Provided entries ::

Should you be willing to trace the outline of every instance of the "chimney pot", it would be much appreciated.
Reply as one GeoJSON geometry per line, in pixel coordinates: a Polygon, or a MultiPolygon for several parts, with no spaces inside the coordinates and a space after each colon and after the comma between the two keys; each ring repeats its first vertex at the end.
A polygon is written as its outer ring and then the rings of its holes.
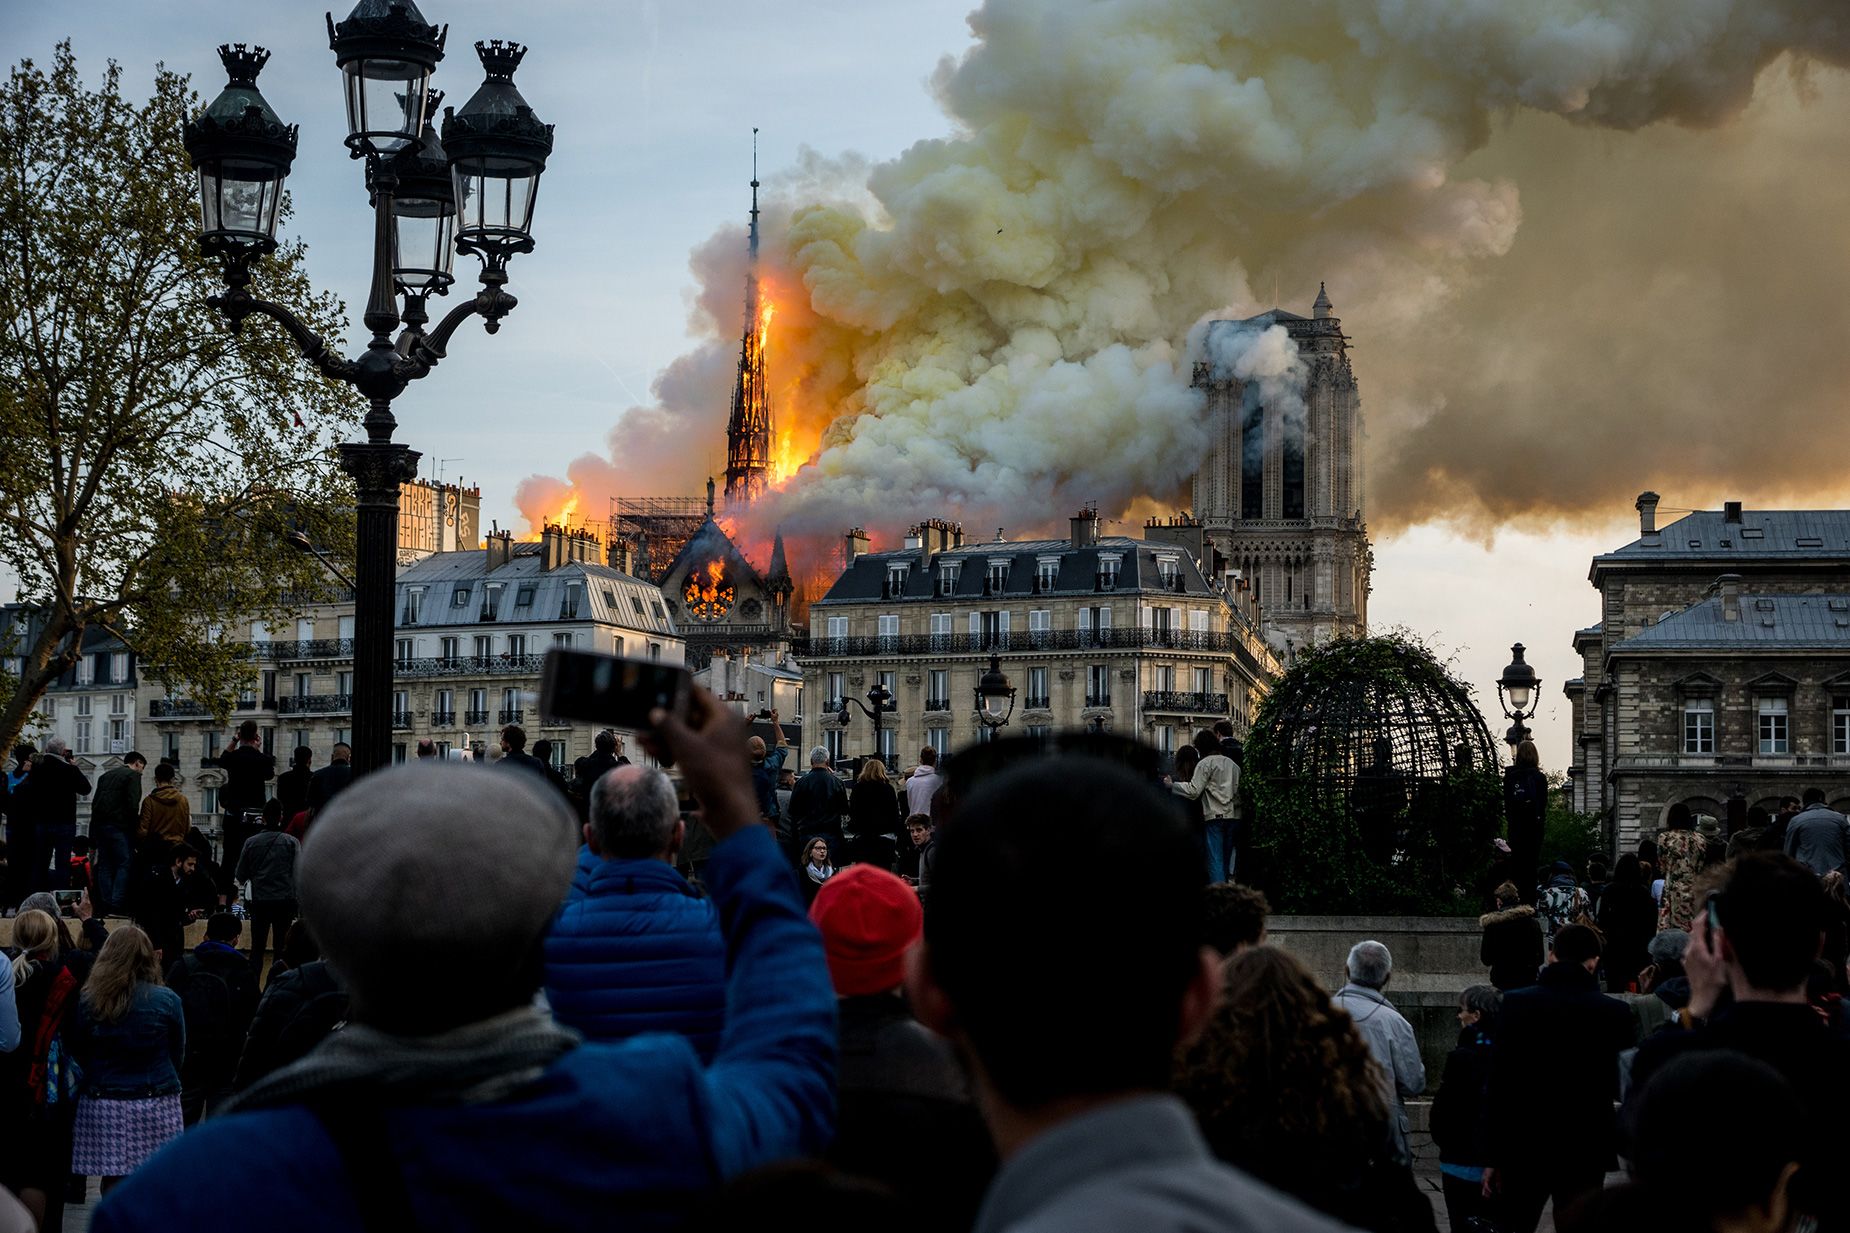
{"type": "Polygon", "coordinates": [[[1729,501],[1722,506],[1722,521],[1739,523],[1741,521],[1741,503],[1729,501]]]}
{"type": "Polygon", "coordinates": [[[855,558],[867,551],[867,532],[860,527],[849,527],[848,534],[842,538],[843,564],[853,565],[855,558]]]}
{"type": "Polygon", "coordinates": [[[1741,575],[1723,574],[1716,579],[1715,589],[1722,597],[1722,620],[1739,621],[1741,619],[1741,575]]]}
{"type": "Polygon", "coordinates": [[[1655,492],[1641,492],[1638,494],[1638,533],[1640,535],[1657,534],[1658,500],[1658,495],[1655,492]]]}
{"type": "Polygon", "coordinates": [[[1098,543],[1098,511],[1082,509],[1072,518],[1073,547],[1090,548],[1098,543]]]}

What you are asked to do :: Please retype the lines from the one that contains "Reply as one" through the final line of the data, both included, without any pictures.

Output ::
Reply as one GeoJSON geometry per line, in pixel coordinates: a Polygon, or a MultiPolygon for several parts, with no spaces inside the coordinates and a space after each colon and after the comma between the two keys; each ring repeats its first vertex at the end.
A polygon is written as its outer ring and then the rings of its holes.
{"type": "Polygon", "coordinates": [[[1729,501],[1722,506],[1722,521],[1739,523],[1741,521],[1741,503],[1729,501]]]}
{"type": "Polygon", "coordinates": [[[855,558],[867,551],[867,532],[860,527],[849,527],[848,534],[842,538],[843,564],[853,565],[855,558]]]}
{"type": "Polygon", "coordinates": [[[1741,575],[1723,574],[1716,579],[1715,589],[1722,597],[1722,620],[1739,621],[1741,619],[1741,575]]]}
{"type": "Polygon", "coordinates": [[[1655,492],[1641,492],[1638,494],[1638,533],[1640,535],[1657,534],[1658,500],[1658,495],[1655,492]]]}
{"type": "Polygon", "coordinates": [[[1098,543],[1098,511],[1082,509],[1072,518],[1073,547],[1090,548],[1098,543]]]}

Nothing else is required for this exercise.